■ **Dataset records**:
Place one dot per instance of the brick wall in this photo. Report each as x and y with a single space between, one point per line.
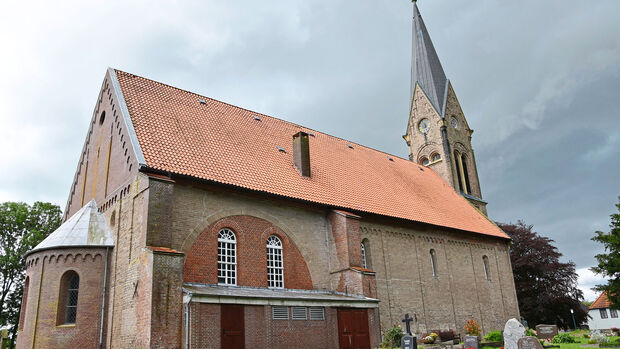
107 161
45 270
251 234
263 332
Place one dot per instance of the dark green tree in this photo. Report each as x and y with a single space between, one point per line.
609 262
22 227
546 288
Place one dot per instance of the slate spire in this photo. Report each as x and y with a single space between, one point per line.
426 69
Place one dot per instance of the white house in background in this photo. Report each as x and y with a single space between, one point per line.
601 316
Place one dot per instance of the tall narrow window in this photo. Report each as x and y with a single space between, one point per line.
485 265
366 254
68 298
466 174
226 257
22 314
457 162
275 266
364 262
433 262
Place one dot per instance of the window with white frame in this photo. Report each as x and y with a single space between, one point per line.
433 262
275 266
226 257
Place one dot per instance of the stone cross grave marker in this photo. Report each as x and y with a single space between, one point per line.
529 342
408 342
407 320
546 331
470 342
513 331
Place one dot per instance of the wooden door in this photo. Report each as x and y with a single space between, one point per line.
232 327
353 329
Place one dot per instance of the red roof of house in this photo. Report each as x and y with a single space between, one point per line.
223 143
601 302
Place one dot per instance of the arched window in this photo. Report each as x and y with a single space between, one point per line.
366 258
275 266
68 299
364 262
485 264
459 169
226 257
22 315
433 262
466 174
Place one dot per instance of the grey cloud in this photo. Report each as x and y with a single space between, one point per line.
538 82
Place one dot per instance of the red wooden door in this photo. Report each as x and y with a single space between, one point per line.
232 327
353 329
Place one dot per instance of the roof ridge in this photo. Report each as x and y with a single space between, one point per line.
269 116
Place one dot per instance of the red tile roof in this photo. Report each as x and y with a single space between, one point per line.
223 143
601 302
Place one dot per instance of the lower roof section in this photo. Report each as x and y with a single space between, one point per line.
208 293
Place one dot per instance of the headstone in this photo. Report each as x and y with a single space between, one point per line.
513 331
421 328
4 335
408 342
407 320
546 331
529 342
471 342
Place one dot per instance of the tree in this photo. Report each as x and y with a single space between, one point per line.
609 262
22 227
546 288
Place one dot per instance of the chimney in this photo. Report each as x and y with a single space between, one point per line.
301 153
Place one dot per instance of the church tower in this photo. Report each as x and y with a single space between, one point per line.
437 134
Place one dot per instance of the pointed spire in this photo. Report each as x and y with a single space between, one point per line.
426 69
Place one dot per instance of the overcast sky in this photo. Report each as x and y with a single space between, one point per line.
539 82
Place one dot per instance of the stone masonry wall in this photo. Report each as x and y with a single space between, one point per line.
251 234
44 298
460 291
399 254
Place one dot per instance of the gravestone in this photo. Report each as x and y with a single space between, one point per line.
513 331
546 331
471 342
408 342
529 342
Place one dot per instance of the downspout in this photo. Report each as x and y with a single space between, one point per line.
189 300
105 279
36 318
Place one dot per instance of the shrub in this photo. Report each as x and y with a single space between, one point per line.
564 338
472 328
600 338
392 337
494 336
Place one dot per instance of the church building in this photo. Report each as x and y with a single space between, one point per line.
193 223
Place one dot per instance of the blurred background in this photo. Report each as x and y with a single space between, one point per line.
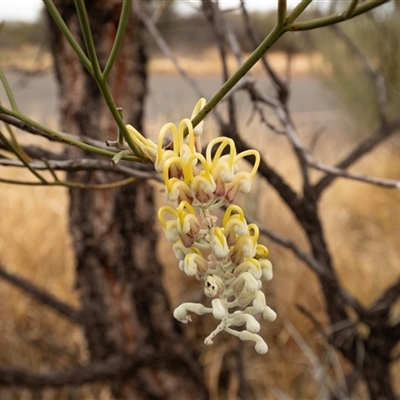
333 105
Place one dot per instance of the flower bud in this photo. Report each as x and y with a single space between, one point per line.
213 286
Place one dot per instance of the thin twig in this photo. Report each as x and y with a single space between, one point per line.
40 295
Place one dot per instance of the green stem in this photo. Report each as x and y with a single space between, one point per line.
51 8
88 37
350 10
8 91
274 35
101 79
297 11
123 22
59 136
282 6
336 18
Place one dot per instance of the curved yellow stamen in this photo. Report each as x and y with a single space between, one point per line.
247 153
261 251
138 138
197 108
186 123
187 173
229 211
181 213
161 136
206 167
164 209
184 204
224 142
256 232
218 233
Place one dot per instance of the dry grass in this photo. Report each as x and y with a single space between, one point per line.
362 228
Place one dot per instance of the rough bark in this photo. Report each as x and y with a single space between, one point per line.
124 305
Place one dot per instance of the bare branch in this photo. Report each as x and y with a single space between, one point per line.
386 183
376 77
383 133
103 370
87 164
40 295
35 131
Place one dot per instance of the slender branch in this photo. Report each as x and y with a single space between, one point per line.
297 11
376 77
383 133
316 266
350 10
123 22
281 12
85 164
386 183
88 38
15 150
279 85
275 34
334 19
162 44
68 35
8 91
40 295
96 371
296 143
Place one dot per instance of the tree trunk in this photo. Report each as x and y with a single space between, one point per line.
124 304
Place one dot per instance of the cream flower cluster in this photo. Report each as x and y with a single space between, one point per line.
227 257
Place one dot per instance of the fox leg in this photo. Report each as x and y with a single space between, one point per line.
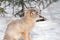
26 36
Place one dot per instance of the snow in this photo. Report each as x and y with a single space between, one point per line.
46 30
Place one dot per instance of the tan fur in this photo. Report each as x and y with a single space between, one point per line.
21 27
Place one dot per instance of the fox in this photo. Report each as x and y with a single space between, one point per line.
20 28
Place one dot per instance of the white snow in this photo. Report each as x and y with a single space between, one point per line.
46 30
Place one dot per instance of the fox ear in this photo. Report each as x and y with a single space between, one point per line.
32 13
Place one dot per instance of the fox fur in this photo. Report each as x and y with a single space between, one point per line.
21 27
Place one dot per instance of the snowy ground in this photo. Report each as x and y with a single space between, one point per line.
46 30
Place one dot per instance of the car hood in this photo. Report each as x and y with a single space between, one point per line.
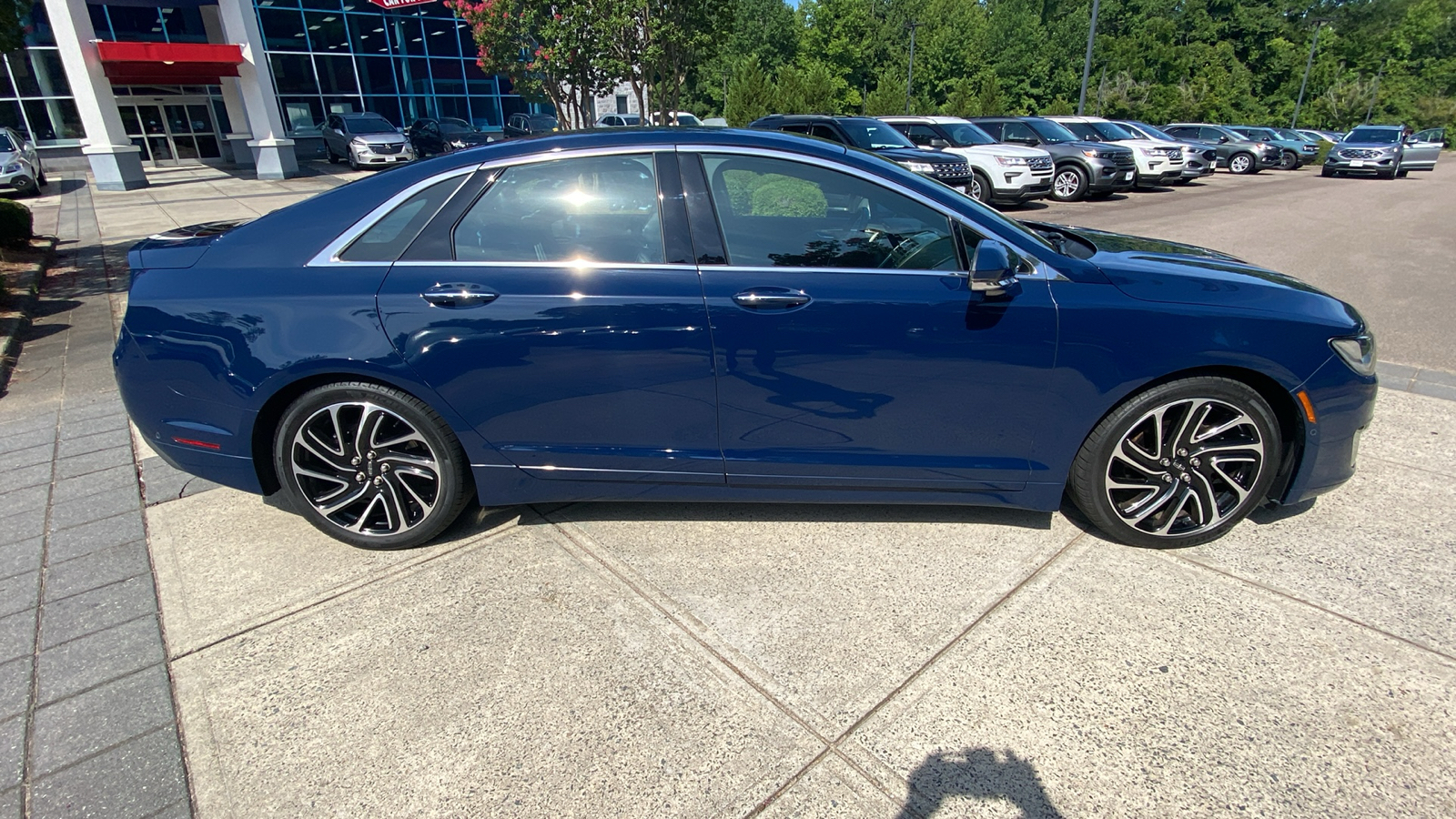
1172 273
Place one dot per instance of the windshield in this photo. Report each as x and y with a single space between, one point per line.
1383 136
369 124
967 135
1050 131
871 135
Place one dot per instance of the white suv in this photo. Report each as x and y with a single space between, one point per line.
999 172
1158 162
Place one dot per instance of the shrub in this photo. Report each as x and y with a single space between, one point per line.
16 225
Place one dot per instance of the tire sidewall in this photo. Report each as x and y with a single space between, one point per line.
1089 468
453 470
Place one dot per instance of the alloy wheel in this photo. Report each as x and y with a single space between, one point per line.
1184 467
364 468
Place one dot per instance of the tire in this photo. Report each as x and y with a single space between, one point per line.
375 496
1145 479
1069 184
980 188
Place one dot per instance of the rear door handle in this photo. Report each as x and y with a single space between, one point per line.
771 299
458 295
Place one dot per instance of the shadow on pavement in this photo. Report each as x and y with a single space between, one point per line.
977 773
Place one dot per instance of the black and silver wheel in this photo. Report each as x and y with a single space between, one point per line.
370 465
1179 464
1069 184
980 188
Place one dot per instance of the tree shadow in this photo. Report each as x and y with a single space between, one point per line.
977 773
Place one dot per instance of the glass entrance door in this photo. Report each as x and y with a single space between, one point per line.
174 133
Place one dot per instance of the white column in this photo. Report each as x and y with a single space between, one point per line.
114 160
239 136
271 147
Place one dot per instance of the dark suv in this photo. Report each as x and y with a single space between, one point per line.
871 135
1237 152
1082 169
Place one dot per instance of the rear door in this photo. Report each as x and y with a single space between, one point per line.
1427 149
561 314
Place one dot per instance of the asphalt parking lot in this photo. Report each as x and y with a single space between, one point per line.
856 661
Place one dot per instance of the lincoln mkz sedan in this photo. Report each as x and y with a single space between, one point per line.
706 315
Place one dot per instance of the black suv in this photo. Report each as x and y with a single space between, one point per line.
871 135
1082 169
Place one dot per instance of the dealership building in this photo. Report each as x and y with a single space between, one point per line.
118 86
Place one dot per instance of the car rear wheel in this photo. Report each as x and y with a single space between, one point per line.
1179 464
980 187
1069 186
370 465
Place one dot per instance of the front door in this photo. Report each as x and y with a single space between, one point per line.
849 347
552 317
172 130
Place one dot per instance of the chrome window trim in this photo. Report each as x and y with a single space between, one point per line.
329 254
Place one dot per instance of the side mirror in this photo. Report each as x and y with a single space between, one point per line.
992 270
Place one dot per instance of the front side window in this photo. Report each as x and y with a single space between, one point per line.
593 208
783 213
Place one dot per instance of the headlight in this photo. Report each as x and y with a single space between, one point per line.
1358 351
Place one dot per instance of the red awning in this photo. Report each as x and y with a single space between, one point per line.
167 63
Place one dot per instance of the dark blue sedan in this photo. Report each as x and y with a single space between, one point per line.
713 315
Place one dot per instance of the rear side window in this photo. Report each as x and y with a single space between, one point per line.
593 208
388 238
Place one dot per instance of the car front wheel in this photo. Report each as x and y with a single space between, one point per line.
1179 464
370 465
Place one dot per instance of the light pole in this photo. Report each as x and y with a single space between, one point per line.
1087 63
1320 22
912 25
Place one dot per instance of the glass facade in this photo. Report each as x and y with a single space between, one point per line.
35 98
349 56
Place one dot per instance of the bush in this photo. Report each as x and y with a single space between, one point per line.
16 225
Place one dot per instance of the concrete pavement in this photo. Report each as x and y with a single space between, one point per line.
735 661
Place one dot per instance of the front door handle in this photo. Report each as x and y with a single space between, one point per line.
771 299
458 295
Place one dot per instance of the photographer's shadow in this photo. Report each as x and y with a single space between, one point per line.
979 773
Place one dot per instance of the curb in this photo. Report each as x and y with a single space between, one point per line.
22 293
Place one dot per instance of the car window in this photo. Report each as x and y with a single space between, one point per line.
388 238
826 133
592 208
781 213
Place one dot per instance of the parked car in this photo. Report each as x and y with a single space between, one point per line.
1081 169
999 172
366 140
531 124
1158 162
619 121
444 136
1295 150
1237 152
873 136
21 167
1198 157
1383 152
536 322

■ **Exercise prompt**: The line containing "Place one dot per instance of the car front" and every line after it, through the last one above, should be written out word for word.

■ **Solution to this problem**:
Place one dot per instance of the car front wheel in this photo. Report each as x and y with a single space between, one point per line.
1179 464
370 465
Place one dot per instance of the light pole in this photo. Report each as x and y with a single space between, one point per line.
1087 63
1320 22
912 25
Place one dot per instance of the glass facade in this photo. Report each as x and y with a single space between, one point per line.
35 98
349 56
Place one dot per instance of the bush in this photo. Report each as x and y with a single space between, one point per line.
16 225
Place one dot per instance of the concrete pavement in this photo. Report each as x and y with a single space between, one point per line.
735 661
Place one dot per instance of the front door handle in this photo. Report each as x and y with a single space between, one point per line.
771 299
458 295
Place one dot per instance of the photographer's shadow in this photo. Report each as x and y with a single space between, one point per line.
979 773
Place one dot per instance of the curb in this photo. Report each as x and y with a single space between, one point per line.
22 293
Place one dot per instance of the car window in this photo. Report each as x and y with a single space between, one point per line.
388 238
826 133
592 208
781 213
Place one dot per instance of the parked car in this photo. Report each as x and y with a single space between, one point per line.
1081 169
999 172
366 140
531 124
1158 162
619 121
444 136
1295 150
1237 152
873 136
21 167
1198 157
1383 152
536 322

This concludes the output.